RECORD LIST
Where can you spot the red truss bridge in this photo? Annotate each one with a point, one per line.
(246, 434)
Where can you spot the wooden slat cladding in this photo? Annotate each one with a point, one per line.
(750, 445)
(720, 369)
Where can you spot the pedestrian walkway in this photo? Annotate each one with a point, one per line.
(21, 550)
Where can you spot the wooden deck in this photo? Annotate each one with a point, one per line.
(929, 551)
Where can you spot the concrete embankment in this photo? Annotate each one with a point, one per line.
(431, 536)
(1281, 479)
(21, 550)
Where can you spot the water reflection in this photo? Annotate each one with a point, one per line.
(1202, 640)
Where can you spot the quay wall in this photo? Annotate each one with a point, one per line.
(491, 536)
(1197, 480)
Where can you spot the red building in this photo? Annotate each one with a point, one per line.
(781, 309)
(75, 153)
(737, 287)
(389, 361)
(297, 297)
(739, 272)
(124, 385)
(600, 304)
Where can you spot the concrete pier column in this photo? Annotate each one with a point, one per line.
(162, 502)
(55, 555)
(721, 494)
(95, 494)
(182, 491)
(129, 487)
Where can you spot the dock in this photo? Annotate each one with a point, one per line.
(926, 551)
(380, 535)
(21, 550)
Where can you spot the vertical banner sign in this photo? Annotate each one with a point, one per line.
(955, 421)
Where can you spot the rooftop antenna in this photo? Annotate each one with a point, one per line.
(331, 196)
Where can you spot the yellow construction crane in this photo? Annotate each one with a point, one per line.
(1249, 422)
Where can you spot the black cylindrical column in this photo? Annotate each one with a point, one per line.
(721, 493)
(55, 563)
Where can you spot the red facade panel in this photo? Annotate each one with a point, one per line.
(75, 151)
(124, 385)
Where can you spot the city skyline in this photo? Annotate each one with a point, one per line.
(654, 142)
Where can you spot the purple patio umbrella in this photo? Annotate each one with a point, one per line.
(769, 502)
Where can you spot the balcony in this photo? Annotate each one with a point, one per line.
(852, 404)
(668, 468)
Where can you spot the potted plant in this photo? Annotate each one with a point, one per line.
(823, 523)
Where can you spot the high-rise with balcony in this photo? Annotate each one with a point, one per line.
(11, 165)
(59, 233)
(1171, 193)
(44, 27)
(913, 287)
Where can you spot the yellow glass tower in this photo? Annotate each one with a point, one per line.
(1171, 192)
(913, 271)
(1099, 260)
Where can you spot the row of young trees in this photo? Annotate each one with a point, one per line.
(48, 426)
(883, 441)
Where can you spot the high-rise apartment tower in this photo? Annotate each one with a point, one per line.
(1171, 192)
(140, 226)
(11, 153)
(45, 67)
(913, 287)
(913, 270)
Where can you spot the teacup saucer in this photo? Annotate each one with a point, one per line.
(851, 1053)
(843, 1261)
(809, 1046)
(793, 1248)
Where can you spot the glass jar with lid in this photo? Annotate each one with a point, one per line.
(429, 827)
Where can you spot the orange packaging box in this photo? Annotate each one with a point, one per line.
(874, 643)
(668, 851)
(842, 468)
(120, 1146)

PROBLEM TO WORK ON
Format the records above as a two-column CSV with the header row record_text,answer and one row per record. Put each record's text and its answer in separate quoted fields, and replace any line breaks inside a field with spaces.

TASK SOLUTION
record_text,answer
"Where can you spot the red truss bridge in this photo? Annotate each one with a point, one per line.","(246, 434)"
"Where can you spot the wooden slat cladding in this photo? Annotate each one with a point, one per line.","(750, 445) (720, 369)"
"Where can you spot the pedestrian walkway in this photo? Annotate each one with a point, one per line.","(21, 550)"
"Where can you spot the wooden deck in this photo? Annotate each one with a point, one per line.","(929, 551)"
"Where can you spot the concrete embankment in this photo? Annotate each one with a point, one per line.","(431, 536) (1281, 479) (21, 550)"
"Where can you spot the water reflection in this photo? Annotate each one with a point, one per line.","(1202, 640)"
"Where can you spot the quay wall in this photo? Annotate each one with a point, one per line.","(491, 536) (1197, 480)"
"Where can you spot the red building in this photo? Annotate each one with a point, one per line.","(781, 309) (75, 153) (737, 287) (389, 361) (297, 297) (739, 272) (124, 385) (600, 304)"
"Where can you spot the concrete pier column in this photo? Annotate each one with a point, one per line.","(162, 502) (55, 555) (721, 494) (95, 494) (182, 491) (129, 487)"
"Where can you spot the dock in this photo? Annotate each one with a point, one per line.","(926, 551) (380, 535) (21, 550)"
"Where can you spot the vertical banner sign in this photo? Annotate each one with a point, one per line.","(955, 421)"
"Where can you spot the rooftop antenna in this photo? Annotate each one with a point, one per line.","(331, 196)"
"Where can you spot the yellow construction crane in this photo? Annotate each one with a point, one per line.","(1249, 422)"
"Where can you spot the black cylindrical column in this photo? Annotate each one with a point, one per line.","(721, 493) (55, 563)"
"Where can you spot the red facade panel in this photo? Annotate each one with a point, one per line.","(75, 151) (124, 385)"
"Where can you spot the city skyline in this photo? Annotate each one with a point, one per line.","(654, 142)"
"Where can you spot the purple patio umbrella in this photo? Annotate each one with a point, one per line.","(769, 502)"
"Where can you spot the balcony in this photo? Annotate each one with a point, one per line.","(852, 404) (668, 468)"
"Where can you spot the potted plant in this photo? Annotate each one with a point, one per line.","(823, 523)"
"Where can you spot the high-rise with balcony in this photo? Annotate each one with a point, one per line.","(11, 165) (59, 233) (1171, 193) (44, 27) (913, 287)"
"Where can you spot the yellow glass tower in this photo? Annotate each one with a point, one per line.","(1171, 192) (913, 271) (1099, 260)"
"Where can you spot the row of young trees in this photo? Annotate each one with a point, one per line.","(48, 426) (883, 441)"
"Where can you spot the high-rise apartment tower in this photo? Annotate each one with a point, one per line.","(1171, 192) (140, 226) (11, 153) (45, 67) (913, 287) (913, 270)"
"Where can you spot the teacup saucer in this photo? Annotate each one with a point, one per line.","(851, 1053) (843, 1261) (809, 1046) (793, 1248)"
"Where can you spot the glass jar with lid in this photo? Annotate each one with a point, one per line.","(429, 827)"
"Where can you spot the orange packaging box in this photo? Annotate each one with a point, one per line.","(874, 643) (668, 851) (842, 468) (120, 1146)"